RECORD EXTRACTS:

>>>

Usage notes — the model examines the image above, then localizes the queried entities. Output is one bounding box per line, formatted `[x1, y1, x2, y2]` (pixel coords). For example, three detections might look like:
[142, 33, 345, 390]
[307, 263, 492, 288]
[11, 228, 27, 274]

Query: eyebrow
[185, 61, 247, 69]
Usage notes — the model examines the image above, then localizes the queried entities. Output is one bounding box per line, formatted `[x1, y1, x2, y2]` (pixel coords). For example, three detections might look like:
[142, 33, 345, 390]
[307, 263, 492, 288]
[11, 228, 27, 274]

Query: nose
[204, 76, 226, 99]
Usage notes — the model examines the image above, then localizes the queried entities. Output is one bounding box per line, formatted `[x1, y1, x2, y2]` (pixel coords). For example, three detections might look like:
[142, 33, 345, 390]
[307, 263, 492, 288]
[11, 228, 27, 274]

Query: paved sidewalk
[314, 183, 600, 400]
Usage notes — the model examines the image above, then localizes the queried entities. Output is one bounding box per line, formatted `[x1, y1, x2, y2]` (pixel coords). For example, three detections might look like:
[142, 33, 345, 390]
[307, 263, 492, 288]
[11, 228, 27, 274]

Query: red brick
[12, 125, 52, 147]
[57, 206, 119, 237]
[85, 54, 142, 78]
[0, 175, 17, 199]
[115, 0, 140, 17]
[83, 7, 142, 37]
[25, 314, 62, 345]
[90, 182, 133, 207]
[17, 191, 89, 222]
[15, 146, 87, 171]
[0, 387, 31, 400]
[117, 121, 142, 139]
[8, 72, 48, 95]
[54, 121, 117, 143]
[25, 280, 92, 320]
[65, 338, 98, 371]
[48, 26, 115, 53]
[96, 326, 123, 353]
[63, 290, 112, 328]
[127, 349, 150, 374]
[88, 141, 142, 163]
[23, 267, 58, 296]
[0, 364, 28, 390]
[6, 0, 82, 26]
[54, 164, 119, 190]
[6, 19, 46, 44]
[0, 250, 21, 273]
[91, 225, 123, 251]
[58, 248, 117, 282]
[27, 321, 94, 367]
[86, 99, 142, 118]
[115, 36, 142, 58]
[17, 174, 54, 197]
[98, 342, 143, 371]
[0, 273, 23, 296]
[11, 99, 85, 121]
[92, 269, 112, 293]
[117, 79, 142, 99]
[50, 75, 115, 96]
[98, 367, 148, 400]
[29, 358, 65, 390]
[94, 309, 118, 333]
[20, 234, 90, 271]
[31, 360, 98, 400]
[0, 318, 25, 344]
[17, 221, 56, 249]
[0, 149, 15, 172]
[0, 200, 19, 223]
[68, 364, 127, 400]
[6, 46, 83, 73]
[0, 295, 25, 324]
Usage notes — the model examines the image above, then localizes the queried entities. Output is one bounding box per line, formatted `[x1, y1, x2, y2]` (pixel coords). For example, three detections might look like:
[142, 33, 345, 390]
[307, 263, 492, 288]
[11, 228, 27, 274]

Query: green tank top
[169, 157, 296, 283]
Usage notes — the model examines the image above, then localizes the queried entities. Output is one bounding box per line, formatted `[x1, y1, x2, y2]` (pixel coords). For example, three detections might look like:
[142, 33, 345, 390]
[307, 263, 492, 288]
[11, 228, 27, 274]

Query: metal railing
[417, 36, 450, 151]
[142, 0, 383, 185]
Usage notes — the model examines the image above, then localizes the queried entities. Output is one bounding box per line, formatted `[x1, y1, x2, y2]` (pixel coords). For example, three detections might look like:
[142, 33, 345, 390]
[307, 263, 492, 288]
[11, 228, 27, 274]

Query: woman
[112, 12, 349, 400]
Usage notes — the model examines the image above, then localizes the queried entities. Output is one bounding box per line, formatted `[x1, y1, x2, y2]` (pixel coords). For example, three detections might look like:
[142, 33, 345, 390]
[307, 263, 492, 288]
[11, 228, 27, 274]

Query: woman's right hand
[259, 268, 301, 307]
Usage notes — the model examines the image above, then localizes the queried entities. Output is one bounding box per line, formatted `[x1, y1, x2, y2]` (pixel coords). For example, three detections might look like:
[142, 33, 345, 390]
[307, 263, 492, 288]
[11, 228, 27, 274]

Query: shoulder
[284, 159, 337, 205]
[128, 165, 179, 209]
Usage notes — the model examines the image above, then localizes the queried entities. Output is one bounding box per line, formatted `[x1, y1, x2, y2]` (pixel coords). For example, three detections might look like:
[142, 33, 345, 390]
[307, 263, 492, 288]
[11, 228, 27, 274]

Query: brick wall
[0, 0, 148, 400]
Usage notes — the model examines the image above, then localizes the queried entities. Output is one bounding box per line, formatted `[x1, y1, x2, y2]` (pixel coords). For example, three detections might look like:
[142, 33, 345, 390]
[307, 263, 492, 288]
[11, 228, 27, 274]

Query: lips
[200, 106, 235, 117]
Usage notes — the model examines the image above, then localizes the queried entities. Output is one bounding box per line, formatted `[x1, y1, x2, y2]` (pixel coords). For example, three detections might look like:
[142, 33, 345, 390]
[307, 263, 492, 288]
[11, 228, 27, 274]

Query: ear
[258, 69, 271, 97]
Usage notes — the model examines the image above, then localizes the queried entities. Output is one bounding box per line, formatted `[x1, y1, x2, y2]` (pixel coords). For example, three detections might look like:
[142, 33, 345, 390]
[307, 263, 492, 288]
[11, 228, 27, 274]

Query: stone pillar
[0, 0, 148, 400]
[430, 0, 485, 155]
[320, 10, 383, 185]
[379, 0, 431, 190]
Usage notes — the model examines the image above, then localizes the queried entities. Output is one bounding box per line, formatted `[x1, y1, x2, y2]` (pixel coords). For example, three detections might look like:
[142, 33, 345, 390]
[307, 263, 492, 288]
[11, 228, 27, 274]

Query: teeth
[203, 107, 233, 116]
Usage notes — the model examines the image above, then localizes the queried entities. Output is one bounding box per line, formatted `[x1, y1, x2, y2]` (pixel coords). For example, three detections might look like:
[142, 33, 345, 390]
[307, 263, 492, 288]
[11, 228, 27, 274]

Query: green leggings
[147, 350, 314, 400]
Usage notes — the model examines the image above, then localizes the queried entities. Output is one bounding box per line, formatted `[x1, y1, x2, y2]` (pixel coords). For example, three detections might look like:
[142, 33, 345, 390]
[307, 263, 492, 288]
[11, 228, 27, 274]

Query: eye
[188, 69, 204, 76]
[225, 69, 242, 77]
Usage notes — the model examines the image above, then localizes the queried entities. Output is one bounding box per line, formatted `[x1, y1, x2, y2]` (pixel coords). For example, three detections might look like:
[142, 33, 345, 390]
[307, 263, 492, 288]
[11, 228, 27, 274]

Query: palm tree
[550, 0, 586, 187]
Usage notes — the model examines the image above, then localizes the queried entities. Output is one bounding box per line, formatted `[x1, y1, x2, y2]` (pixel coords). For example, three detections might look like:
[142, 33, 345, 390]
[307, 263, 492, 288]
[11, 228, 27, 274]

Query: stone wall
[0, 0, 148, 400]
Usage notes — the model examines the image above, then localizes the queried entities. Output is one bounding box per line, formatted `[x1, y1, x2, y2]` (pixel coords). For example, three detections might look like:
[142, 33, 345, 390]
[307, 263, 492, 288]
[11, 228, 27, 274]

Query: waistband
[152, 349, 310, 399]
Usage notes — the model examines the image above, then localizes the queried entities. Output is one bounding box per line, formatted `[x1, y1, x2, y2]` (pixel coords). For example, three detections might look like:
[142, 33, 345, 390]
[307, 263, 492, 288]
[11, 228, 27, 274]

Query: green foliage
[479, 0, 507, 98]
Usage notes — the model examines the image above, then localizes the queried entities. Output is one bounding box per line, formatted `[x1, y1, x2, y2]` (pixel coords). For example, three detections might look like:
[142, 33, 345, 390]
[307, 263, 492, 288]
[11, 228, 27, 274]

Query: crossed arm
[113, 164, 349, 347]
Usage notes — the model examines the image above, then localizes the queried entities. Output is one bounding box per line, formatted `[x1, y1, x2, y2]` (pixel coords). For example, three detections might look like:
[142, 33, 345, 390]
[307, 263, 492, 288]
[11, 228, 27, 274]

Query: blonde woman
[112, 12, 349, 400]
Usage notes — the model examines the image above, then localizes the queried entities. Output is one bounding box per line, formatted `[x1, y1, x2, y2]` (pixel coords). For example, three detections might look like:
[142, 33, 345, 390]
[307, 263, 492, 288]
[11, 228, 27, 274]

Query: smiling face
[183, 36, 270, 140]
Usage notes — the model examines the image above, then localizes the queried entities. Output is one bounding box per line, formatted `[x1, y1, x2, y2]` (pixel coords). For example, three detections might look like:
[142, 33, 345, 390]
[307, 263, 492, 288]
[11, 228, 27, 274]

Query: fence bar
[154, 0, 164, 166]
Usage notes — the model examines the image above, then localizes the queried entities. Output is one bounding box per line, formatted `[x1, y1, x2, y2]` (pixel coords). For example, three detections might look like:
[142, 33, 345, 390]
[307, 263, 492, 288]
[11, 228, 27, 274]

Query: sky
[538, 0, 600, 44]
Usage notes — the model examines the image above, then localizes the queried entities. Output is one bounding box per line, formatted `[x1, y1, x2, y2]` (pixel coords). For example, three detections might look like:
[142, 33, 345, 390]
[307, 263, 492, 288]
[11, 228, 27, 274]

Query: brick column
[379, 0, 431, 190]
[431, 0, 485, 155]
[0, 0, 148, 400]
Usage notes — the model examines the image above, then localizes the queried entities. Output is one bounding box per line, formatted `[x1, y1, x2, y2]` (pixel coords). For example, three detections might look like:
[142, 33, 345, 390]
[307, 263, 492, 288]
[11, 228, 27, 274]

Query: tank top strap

<<<

SHORT PROBLEM:
Arrange everything from the beginning of the material above down to the line containing "[185, 61, 247, 69]", that line included, as a JSON list of strings with one string per line and blank lines omitted.

EXERCISE OUTPUT:
[
  "Usage notes — the model examines the image above, then localizes the queried entities. Output is one bounding box per line, formatted `[x1, y1, x2, y2]` (pixel coords). For example, three detections might look like:",
  "[142, 33, 345, 390]",
  "[307, 263, 492, 288]",
  "[11, 228, 27, 274]",
  "Query: eyebrow",
  "[185, 61, 247, 69]"
]